*** Opening Records shown ***

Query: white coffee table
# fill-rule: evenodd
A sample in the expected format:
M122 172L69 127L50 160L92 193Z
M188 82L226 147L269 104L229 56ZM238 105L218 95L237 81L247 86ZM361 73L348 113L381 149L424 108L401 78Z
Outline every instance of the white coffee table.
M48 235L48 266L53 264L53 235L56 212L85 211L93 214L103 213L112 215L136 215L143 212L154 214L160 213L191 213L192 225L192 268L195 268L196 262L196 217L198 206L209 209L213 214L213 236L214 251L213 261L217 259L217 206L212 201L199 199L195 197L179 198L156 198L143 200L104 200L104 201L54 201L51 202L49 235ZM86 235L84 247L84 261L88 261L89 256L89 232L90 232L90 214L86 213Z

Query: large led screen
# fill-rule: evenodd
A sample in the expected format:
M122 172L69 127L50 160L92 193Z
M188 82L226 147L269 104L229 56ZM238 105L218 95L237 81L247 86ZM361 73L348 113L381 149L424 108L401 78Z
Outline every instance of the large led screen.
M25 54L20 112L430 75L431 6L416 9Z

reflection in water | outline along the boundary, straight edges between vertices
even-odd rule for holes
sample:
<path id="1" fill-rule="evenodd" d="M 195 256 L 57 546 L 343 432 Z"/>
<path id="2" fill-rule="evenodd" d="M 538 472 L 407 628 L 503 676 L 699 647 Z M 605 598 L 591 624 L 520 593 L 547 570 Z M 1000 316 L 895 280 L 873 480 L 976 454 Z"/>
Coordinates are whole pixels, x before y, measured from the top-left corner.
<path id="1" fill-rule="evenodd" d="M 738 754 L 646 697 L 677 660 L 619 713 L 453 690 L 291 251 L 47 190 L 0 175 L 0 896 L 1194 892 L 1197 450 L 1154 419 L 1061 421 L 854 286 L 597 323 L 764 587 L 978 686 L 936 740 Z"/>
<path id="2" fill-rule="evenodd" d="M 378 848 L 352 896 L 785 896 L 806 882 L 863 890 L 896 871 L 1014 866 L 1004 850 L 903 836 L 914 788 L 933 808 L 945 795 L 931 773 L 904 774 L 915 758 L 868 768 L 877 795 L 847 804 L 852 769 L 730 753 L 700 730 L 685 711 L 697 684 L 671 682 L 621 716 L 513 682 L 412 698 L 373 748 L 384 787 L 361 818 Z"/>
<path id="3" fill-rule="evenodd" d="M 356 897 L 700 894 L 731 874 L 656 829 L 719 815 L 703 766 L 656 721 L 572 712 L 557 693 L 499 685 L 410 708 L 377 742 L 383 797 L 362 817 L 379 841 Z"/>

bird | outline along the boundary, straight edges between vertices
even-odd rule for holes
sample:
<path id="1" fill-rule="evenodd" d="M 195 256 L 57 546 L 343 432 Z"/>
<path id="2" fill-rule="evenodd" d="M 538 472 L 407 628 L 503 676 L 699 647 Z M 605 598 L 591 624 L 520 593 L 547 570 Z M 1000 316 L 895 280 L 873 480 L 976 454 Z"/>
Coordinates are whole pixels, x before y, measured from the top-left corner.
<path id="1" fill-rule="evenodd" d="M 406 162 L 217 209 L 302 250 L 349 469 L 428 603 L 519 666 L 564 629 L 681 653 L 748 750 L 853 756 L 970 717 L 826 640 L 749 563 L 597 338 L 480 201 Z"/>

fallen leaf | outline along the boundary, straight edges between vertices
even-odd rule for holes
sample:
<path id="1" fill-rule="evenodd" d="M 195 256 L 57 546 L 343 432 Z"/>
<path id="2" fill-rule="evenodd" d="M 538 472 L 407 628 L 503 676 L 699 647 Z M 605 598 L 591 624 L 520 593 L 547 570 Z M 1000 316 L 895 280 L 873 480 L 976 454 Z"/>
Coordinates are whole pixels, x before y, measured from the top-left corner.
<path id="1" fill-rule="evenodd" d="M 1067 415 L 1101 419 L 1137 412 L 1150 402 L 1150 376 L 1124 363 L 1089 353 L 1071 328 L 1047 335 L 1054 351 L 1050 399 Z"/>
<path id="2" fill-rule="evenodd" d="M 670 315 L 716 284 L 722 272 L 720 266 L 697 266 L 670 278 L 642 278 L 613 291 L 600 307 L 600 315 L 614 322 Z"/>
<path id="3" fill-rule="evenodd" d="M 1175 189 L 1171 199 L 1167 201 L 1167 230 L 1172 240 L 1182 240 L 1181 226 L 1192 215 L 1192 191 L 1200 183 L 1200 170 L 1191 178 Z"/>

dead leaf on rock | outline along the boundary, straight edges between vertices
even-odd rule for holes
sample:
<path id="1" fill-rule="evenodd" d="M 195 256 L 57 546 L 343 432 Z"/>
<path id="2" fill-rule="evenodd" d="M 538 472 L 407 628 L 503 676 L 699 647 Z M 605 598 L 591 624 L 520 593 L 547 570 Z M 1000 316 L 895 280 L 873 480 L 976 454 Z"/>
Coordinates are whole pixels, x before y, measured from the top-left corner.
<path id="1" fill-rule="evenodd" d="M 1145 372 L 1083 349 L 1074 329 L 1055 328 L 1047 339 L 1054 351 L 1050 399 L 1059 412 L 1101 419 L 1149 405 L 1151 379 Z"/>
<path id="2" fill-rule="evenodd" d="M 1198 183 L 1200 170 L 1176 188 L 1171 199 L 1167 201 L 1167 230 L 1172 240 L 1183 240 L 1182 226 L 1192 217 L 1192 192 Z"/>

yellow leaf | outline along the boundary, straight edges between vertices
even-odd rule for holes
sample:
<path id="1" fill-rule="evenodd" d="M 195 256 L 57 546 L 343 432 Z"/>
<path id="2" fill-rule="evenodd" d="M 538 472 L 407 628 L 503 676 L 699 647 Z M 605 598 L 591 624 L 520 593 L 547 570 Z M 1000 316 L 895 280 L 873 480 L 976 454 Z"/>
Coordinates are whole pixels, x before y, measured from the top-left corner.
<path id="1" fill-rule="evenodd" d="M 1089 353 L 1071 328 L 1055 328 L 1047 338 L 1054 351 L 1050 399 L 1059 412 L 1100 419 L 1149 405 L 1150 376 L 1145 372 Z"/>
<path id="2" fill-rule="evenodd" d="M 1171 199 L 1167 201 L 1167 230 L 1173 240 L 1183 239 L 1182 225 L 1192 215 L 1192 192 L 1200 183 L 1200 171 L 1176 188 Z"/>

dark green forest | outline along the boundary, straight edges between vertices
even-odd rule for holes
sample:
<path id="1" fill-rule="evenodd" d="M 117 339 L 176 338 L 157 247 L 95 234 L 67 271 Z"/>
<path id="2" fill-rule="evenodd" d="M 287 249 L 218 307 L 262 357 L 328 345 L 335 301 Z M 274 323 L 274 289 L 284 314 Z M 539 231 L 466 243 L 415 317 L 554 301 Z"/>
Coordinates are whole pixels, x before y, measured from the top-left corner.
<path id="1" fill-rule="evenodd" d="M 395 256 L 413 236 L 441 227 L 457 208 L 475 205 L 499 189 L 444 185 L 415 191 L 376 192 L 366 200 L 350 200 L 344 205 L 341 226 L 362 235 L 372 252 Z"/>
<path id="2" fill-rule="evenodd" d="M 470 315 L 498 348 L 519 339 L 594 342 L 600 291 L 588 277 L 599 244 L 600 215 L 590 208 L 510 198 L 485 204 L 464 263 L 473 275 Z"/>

*** Closing Records shown ***

- **What to do**:
Output the records in full. Keep every character as it is.

- **Response area**:
Query: white coffee table
# fill-rule: evenodd
A sample in the expected format:
M122 172L69 127L50 160L92 193Z
M188 82L226 147L269 104L229 56ZM238 105L218 95L237 81L247 86ZM361 73L348 113L381 149L424 108L401 78Z
Outline every instance of the white coffee table.
M48 235L48 266L53 264L53 235L56 212L85 211L93 214L103 213L112 215L136 215L143 212L154 214L160 213L191 213L192 225L192 268L195 268L196 262L196 217L198 206L209 209L213 214L213 236L214 251L213 261L217 259L217 206L212 201L199 199L195 197L179 198L156 198L143 200L104 200L104 201L54 201L51 202L49 235ZM86 235L84 247L84 261L88 261L89 256L89 232L90 232L90 214L86 213Z

Query: large led screen
# fill-rule: evenodd
A sample in the expected format:
M122 172L69 127L50 160L92 193Z
M188 82L226 147L269 104L229 56ZM238 105L218 95L237 81L247 86ZM361 73L348 113L381 149L424 108L401 78Z
Outline every instance of the large led screen.
M25 54L20 112L430 75L431 6L416 9Z

reflection in water | outline along the boundary, straight edges between vertices
even-odd rule for holes
sample:
<path id="1" fill-rule="evenodd" d="M 195 256 L 57 546 L 343 432 Z"/>
<path id="2" fill-rule="evenodd" d="M 538 472 L 407 628 L 503 676 L 699 647 Z M 605 598 L 591 624 L 520 593 L 547 570 Z M 1000 316 L 895 280 L 873 480 L 976 454 Z"/>
Coordinates are whole pixels, x before y, measured from the top-left corner.
<path id="1" fill-rule="evenodd" d="M 738 754 L 646 697 L 677 660 L 619 713 L 453 690 L 291 251 L 47 190 L 0 175 L 0 896 L 1194 892 L 1197 450 L 1154 419 L 1061 421 L 854 286 L 597 323 L 764 587 L 978 686 L 936 740 Z"/>
<path id="2" fill-rule="evenodd" d="M 378 848 L 352 896 L 785 896 L 806 882 L 863 890 L 896 871 L 1014 866 L 1004 850 L 903 836 L 914 788 L 933 808 L 945 795 L 931 773 L 904 774 L 915 758 L 868 768 L 877 795 L 847 804 L 852 769 L 730 753 L 700 730 L 685 711 L 697 684 L 671 682 L 621 716 L 513 682 L 412 698 L 373 748 L 384 787 L 361 818 Z"/>
<path id="3" fill-rule="evenodd" d="M 356 897 L 700 894 L 731 874 L 656 829 L 719 815 L 703 766 L 656 721 L 572 712 L 557 693 L 499 685 L 410 708 L 377 742 L 383 797 L 362 817 L 379 841 Z"/>

bird | outline along the boundary, straight edges between vertices
even-odd rule for holes
sample:
<path id="1" fill-rule="evenodd" d="M 195 256 L 57 546 L 343 432 Z"/>
<path id="2" fill-rule="evenodd" d="M 538 472 L 407 628 L 503 676 L 699 647 Z M 605 598 L 591 624 L 520 593 L 547 570 Z M 1000 316 L 895 280 L 873 480 L 976 454 Z"/>
Coordinates are whole pixels, x before y, measured from the top-left corner.
<path id="1" fill-rule="evenodd" d="M 406 162 L 217 209 L 302 250 L 349 469 L 428 603 L 519 666 L 564 629 L 681 653 L 748 750 L 853 756 L 970 717 L 826 640 L 749 563 L 597 338 L 480 201 Z"/>

fallen leaf | outline along the boundary, straight edges between vertices
even-odd rule for holes
sample:
<path id="1" fill-rule="evenodd" d="M 195 256 L 57 546 L 343 432 Z"/>
<path id="2" fill-rule="evenodd" d="M 538 472 L 407 628 L 503 676 L 699 647 Z M 605 598 L 591 624 L 520 593 L 547 570 Z M 1000 316 L 895 280 L 873 480 L 976 454 Z"/>
Coordinates are whole pixels, x before y, measured from the top-left corner.
<path id="1" fill-rule="evenodd" d="M 1067 415 L 1101 419 L 1137 412 L 1150 402 L 1150 376 L 1124 363 L 1089 353 L 1071 328 L 1047 335 L 1054 351 L 1050 399 Z"/>
<path id="2" fill-rule="evenodd" d="M 670 315 L 716 284 L 722 272 L 720 266 L 697 266 L 670 278 L 642 278 L 613 291 L 600 307 L 600 315 L 614 322 Z"/>
<path id="3" fill-rule="evenodd" d="M 1175 189 L 1171 199 L 1167 201 L 1167 230 L 1172 240 L 1182 240 L 1181 226 L 1192 215 L 1192 191 L 1200 183 L 1200 170 L 1191 178 Z"/>

dead leaf on rock | outline along the boundary, straight edges between vertices
even-odd rule for holes
sample:
<path id="1" fill-rule="evenodd" d="M 195 256 L 57 546 L 343 432 Z"/>
<path id="2" fill-rule="evenodd" d="M 538 472 L 407 628 L 503 676 L 699 647 Z M 605 598 L 591 624 L 520 593 L 547 570 Z M 1000 316 L 895 280 L 873 480 L 976 454 Z"/>
Coordinates are whole pixels, x before y, measured from the top-left corner.
<path id="1" fill-rule="evenodd" d="M 1145 372 L 1083 349 L 1074 329 L 1055 328 L 1047 339 L 1054 351 L 1050 399 L 1059 412 L 1101 419 L 1149 405 L 1151 379 Z"/>
<path id="2" fill-rule="evenodd" d="M 1198 183 L 1200 170 L 1176 188 L 1171 199 L 1167 201 L 1167 230 L 1172 240 L 1183 240 L 1182 226 L 1192 217 L 1192 192 Z"/>

yellow leaf | outline along the boundary, straight edges between vertices
even-odd rule for holes
sample:
<path id="1" fill-rule="evenodd" d="M 195 256 L 57 546 L 343 432 Z"/>
<path id="2" fill-rule="evenodd" d="M 538 472 L 407 628 L 503 676 L 699 647 Z M 605 598 L 591 624 L 520 593 L 547 570 Z M 1000 316 L 895 280 L 873 480 L 976 454 Z"/>
Coordinates are whole pixels, x before y, measured from the top-left corner.
<path id="1" fill-rule="evenodd" d="M 1089 353 L 1071 328 L 1055 328 L 1047 338 L 1054 351 L 1050 399 L 1059 412 L 1100 419 L 1149 405 L 1150 376 L 1145 372 Z"/>
<path id="2" fill-rule="evenodd" d="M 1171 199 L 1167 201 L 1167 230 L 1173 240 L 1183 239 L 1182 225 L 1192 215 L 1192 192 L 1200 183 L 1200 171 L 1176 188 Z"/>

dark green forest | outline along the boundary, straight edges between vertices
even-odd rule for holes
sample:
<path id="1" fill-rule="evenodd" d="M 117 339 L 176 338 L 157 247 L 95 234 L 67 271 Z"/>
<path id="2" fill-rule="evenodd" d="M 287 249 L 218 307 L 262 357 L 328 345 L 335 301 Z M 274 323 L 274 289 L 284 314 Z M 539 231 L 466 243 L 415 317 L 554 301 Z"/>
Coordinates are whole pixels, x before y, measured from the top-left corner.
<path id="1" fill-rule="evenodd" d="M 395 256 L 413 236 L 441 227 L 457 208 L 475 205 L 499 189 L 444 185 L 415 191 L 376 192 L 366 200 L 350 200 L 344 205 L 341 226 L 362 235 L 372 252 Z"/>
<path id="2" fill-rule="evenodd" d="M 470 315 L 498 348 L 519 339 L 594 342 L 600 291 L 588 277 L 599 244 L 600 215 L 590 208 L 510 198 L 485 204 L 464 263 L 473 275 Z"/>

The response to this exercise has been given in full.